#### [Exercise materials]
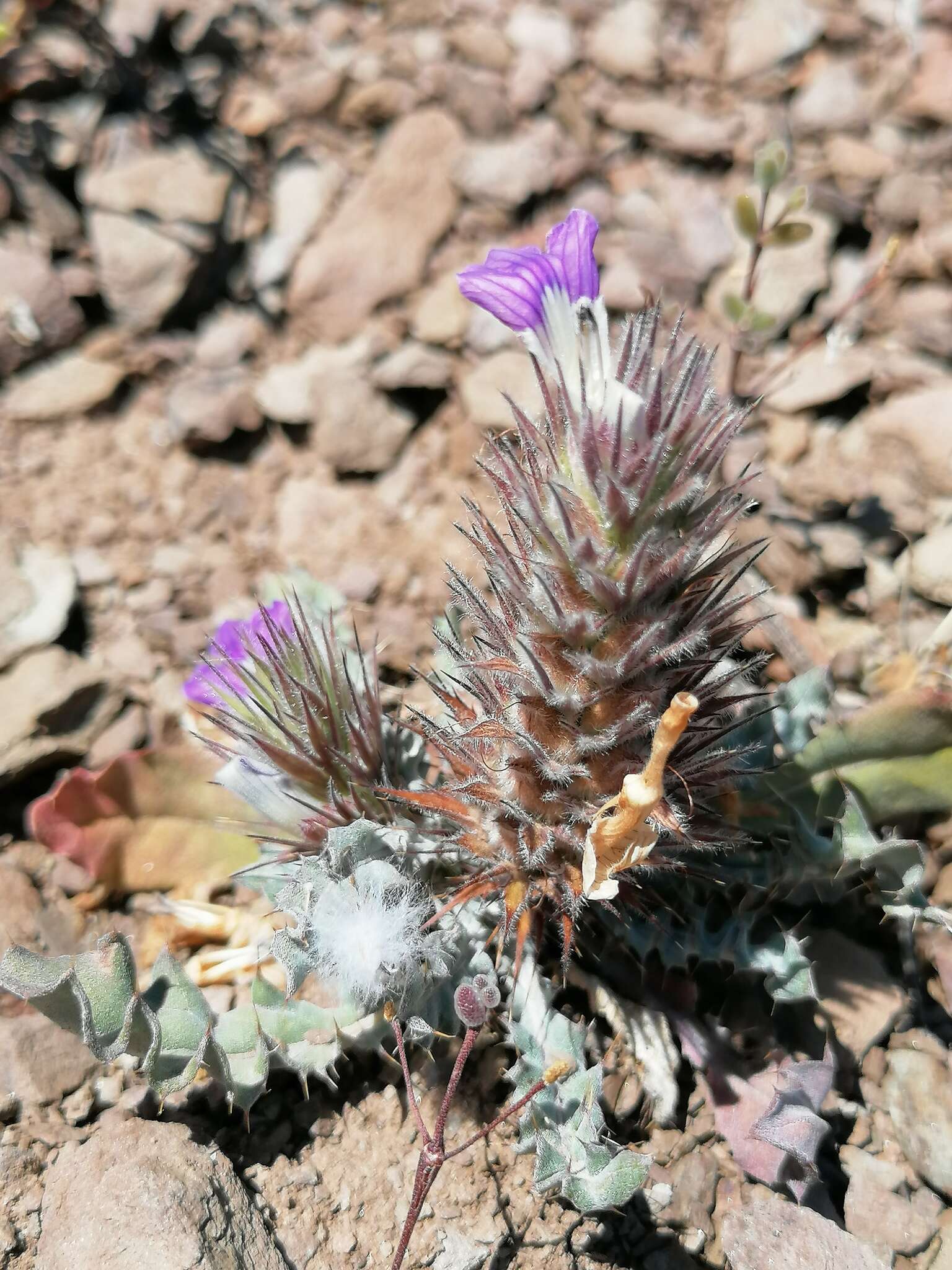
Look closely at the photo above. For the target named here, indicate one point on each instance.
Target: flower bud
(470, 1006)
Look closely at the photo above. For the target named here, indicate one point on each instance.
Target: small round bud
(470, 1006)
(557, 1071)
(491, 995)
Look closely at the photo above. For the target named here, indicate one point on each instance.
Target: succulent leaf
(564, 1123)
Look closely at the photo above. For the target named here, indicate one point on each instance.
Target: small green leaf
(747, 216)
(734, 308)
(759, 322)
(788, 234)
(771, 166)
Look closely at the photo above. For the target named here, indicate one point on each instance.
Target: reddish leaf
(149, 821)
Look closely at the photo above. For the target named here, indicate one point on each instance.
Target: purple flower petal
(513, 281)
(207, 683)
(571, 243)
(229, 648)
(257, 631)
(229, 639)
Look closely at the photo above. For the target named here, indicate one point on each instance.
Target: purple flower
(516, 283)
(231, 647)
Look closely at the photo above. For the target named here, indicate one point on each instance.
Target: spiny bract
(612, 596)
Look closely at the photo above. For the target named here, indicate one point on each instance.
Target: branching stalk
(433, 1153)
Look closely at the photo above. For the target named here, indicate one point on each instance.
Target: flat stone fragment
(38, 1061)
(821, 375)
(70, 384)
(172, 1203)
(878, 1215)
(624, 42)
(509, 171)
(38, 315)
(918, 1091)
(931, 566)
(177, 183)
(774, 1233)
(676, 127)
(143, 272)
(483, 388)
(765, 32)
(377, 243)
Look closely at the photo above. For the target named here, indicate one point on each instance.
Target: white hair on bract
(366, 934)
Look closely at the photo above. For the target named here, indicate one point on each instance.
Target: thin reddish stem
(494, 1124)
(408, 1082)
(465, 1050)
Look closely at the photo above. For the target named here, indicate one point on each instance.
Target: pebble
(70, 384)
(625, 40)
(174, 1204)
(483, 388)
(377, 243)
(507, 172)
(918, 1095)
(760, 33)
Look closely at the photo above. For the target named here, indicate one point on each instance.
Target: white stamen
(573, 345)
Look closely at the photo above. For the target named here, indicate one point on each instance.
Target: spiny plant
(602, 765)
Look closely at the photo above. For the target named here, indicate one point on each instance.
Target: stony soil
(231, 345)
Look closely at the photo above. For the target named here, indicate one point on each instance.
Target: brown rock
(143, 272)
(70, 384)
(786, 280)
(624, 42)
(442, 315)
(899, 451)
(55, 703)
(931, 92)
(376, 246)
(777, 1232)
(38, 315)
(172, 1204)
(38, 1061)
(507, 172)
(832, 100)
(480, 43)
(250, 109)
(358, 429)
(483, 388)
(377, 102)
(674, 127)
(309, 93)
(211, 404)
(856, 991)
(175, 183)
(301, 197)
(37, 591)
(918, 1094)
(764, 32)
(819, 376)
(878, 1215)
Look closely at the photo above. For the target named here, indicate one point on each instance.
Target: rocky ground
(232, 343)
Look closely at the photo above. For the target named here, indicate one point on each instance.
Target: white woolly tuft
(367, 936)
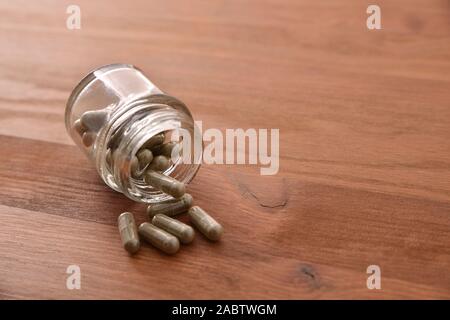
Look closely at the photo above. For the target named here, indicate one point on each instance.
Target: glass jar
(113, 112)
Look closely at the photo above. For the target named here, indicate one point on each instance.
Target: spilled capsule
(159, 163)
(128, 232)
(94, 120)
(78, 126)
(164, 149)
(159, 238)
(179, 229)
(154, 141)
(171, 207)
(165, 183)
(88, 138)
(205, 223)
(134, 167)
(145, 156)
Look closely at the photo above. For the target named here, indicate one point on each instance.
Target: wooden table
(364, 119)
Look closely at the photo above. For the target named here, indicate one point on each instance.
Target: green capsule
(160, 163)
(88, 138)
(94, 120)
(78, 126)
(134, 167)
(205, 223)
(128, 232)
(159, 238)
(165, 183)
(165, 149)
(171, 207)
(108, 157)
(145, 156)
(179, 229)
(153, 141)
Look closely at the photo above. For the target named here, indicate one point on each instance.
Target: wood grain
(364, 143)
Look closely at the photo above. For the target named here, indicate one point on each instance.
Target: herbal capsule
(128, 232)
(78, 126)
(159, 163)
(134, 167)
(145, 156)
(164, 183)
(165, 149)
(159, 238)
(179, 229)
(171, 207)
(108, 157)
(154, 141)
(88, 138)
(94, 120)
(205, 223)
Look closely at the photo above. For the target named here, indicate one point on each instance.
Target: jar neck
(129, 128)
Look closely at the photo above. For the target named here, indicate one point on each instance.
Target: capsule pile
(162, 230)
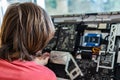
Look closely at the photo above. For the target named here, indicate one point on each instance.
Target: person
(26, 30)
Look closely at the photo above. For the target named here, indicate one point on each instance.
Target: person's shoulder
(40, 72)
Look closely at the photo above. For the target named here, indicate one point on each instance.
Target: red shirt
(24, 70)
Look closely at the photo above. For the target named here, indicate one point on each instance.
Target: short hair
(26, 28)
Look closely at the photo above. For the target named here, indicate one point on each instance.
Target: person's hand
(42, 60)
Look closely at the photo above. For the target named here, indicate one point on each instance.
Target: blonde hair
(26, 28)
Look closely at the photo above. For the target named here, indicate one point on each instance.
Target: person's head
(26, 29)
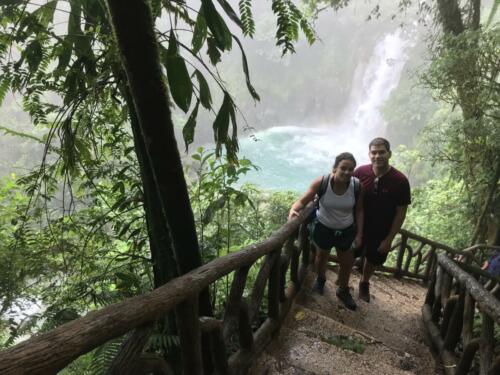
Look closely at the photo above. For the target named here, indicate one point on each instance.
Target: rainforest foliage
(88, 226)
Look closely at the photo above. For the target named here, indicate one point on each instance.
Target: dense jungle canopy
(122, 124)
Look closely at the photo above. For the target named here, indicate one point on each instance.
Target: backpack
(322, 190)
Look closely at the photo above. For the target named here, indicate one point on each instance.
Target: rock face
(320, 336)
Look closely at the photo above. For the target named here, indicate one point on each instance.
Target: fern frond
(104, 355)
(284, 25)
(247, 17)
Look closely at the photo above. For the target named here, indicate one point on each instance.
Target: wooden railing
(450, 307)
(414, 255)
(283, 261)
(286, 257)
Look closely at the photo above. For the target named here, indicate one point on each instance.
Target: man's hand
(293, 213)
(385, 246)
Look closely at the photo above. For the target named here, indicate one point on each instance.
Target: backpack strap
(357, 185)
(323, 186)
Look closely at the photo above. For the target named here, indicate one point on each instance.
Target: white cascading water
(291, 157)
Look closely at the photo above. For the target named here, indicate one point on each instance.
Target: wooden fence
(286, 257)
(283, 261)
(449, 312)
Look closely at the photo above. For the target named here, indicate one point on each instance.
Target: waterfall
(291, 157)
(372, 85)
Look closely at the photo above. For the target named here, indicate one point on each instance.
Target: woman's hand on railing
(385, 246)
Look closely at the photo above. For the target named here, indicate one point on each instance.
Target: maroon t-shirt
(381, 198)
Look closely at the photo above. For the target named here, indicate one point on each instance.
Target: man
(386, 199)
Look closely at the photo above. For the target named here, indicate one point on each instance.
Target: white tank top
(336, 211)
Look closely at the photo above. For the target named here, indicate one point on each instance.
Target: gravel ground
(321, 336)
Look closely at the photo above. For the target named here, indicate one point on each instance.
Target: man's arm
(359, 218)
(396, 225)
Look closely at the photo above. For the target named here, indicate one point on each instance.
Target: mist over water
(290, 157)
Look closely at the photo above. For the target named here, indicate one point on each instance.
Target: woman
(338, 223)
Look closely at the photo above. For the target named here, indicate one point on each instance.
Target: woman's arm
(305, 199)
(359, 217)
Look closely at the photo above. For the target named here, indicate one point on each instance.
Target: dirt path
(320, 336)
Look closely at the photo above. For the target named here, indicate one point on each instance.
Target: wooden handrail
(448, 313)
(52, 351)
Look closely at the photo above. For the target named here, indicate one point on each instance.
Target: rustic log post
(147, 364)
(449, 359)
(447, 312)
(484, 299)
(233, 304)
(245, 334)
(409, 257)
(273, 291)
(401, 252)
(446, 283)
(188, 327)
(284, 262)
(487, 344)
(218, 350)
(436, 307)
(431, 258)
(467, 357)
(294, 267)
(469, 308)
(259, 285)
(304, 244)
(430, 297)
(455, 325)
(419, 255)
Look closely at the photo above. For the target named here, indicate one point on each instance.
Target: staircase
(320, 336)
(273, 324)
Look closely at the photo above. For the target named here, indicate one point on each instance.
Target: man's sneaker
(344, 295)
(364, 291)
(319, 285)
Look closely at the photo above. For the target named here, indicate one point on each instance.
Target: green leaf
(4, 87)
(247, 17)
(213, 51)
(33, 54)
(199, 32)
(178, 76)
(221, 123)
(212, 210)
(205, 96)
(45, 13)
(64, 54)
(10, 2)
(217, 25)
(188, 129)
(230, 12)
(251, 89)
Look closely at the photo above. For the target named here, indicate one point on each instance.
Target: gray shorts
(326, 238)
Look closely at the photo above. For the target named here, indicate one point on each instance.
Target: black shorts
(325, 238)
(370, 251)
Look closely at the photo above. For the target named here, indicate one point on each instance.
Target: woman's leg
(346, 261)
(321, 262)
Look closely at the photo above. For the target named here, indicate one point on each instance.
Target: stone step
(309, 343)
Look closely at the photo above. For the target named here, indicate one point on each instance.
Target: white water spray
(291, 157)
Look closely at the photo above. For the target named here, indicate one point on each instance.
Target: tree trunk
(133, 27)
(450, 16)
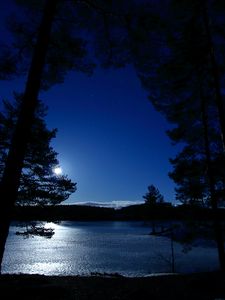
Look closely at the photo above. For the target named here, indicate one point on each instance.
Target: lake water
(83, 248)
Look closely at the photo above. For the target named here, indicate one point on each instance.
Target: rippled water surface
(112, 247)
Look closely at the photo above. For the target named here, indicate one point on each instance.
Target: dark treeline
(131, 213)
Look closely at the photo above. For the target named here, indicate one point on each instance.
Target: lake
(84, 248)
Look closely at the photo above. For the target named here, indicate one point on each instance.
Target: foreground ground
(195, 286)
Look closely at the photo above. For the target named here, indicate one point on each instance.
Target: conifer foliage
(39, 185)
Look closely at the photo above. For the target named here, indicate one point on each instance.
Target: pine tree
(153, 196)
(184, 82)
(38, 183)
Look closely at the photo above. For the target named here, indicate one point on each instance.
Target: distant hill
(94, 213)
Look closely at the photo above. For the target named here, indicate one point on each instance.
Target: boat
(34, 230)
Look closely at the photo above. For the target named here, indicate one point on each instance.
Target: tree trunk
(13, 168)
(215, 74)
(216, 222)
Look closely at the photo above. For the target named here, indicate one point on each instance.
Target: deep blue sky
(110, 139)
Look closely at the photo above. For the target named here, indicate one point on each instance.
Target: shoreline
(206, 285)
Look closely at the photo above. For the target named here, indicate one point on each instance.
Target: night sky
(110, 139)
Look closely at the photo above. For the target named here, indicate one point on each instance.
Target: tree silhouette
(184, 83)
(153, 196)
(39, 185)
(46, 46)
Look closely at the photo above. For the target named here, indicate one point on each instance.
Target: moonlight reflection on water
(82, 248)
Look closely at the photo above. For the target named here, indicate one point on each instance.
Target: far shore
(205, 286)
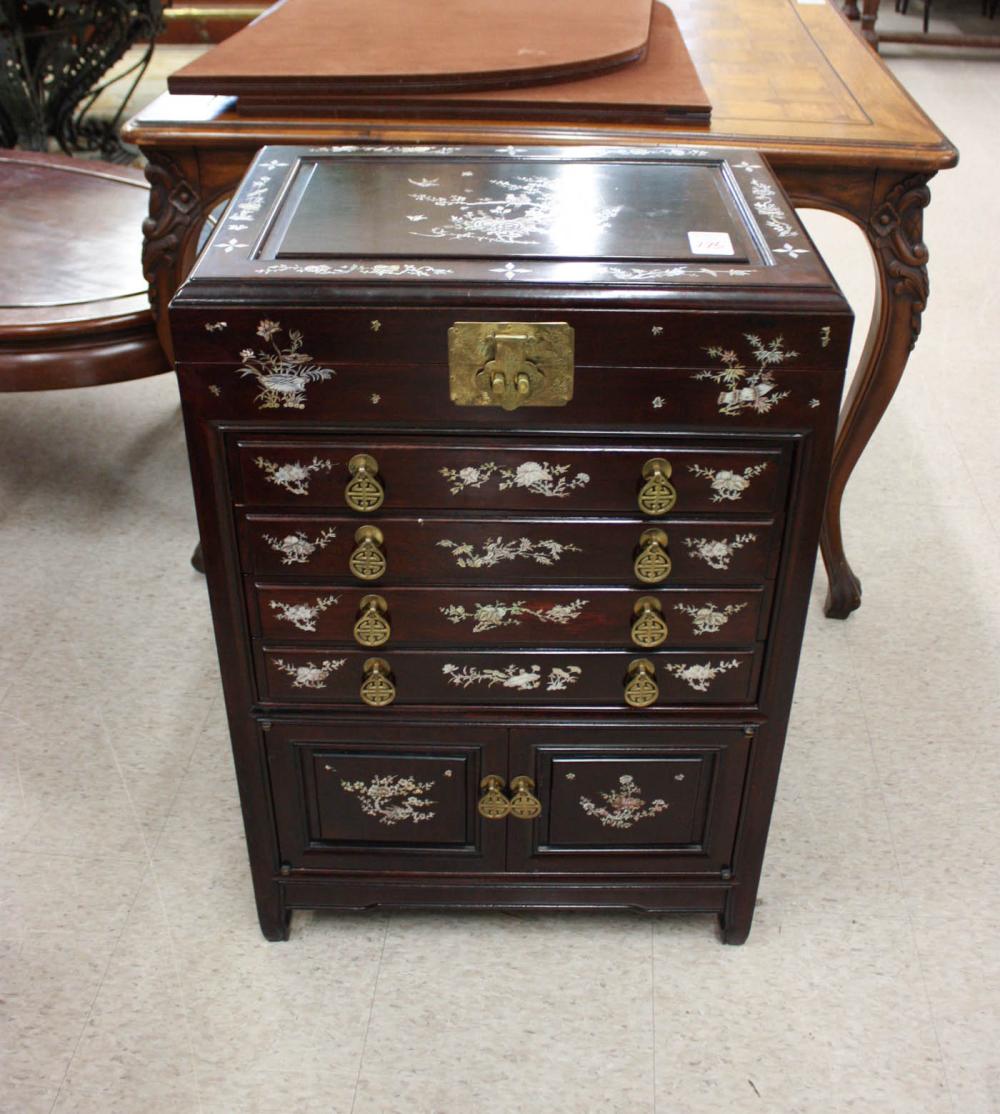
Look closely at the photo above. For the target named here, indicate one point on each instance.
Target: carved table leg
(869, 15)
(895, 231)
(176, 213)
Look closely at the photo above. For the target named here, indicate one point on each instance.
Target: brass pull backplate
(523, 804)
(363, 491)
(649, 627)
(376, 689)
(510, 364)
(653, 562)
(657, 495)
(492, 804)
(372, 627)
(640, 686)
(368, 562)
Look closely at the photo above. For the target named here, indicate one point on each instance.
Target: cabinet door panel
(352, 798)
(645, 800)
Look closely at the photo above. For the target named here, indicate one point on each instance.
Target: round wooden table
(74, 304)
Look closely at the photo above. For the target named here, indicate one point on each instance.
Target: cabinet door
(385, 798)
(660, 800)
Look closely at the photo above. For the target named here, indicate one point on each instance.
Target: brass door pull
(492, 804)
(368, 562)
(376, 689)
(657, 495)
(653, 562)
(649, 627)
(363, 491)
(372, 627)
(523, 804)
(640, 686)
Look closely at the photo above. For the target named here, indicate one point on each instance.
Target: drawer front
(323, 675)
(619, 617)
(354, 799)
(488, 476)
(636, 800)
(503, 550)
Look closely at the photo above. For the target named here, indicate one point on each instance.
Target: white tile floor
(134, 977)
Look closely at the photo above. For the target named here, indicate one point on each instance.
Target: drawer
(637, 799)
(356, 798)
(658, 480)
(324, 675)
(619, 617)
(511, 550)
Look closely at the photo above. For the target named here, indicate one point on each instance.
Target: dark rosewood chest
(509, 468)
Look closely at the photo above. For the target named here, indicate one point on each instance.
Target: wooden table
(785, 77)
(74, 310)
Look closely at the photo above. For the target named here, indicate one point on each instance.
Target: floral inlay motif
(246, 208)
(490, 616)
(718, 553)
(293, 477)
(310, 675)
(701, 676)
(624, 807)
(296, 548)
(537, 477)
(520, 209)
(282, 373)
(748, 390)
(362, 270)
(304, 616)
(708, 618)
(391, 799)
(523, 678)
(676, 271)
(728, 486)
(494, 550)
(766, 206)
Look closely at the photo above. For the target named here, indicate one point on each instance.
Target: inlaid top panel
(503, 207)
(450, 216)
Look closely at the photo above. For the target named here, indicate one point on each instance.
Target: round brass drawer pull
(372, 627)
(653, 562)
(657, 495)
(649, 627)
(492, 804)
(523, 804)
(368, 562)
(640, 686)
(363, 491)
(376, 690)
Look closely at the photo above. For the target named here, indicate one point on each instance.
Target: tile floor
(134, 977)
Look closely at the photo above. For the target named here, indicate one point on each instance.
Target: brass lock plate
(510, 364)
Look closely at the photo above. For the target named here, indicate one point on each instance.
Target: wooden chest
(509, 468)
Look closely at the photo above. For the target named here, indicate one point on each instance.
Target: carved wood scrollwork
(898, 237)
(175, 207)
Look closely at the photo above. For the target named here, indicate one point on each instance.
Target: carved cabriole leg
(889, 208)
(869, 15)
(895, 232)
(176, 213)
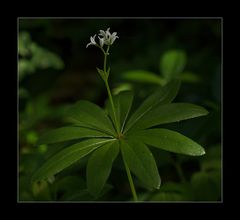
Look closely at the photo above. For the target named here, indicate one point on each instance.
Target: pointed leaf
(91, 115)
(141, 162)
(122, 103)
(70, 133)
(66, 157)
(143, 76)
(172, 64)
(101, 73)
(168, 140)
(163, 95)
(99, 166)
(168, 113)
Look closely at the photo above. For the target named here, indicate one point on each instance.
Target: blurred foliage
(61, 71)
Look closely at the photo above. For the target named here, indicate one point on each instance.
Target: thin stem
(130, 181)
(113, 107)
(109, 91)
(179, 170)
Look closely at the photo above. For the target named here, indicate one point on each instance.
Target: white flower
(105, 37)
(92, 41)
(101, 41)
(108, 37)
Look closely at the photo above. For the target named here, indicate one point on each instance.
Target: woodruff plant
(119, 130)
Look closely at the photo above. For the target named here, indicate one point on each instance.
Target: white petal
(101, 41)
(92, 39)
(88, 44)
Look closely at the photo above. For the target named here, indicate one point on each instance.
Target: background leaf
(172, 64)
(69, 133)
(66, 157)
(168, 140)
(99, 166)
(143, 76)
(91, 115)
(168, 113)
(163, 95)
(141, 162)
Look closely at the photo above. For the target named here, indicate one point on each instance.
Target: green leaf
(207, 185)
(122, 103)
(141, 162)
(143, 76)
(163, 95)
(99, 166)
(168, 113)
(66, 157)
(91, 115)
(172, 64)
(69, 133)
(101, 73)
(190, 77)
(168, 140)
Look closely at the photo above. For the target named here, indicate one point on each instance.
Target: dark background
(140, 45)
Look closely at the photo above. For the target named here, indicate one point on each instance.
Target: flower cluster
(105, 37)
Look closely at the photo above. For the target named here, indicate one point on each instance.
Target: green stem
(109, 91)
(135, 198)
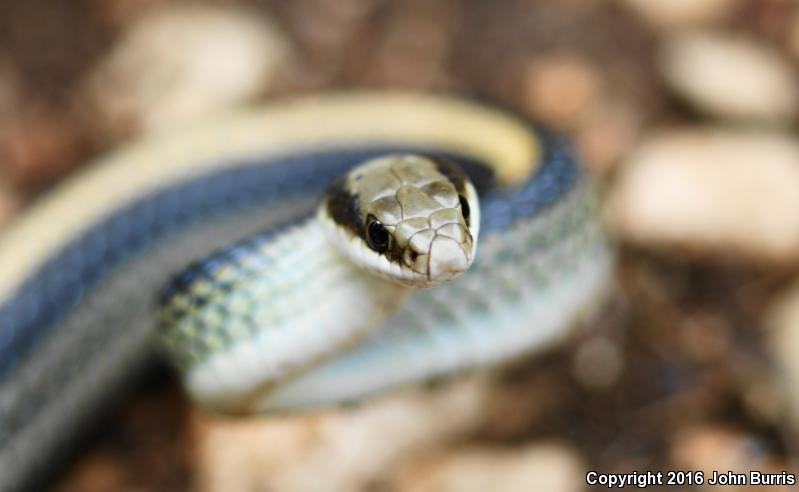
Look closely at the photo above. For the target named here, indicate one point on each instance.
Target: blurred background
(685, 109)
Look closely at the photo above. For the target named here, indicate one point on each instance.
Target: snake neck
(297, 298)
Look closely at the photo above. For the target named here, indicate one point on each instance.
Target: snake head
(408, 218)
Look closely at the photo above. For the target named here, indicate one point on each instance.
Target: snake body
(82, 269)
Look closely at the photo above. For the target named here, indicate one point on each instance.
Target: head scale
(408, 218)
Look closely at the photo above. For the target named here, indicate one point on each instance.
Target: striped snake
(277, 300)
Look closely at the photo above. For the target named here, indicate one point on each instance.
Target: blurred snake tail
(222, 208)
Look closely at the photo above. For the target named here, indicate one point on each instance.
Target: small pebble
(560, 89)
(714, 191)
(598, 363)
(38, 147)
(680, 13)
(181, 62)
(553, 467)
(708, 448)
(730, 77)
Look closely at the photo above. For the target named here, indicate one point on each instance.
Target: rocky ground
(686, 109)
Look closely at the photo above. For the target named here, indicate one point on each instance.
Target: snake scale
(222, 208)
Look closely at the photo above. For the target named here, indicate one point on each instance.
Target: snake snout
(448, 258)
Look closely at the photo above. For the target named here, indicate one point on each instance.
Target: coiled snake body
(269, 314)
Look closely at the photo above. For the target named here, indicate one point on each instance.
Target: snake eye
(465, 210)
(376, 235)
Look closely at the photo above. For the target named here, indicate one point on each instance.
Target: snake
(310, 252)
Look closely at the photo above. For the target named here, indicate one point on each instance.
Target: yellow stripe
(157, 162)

#### [Written exercise]
Report every line of the rows above that contains the string "shirt", copying each such line in full.

#### [Solution to the problem]
Target: red shirt
Target: maroon t-shirt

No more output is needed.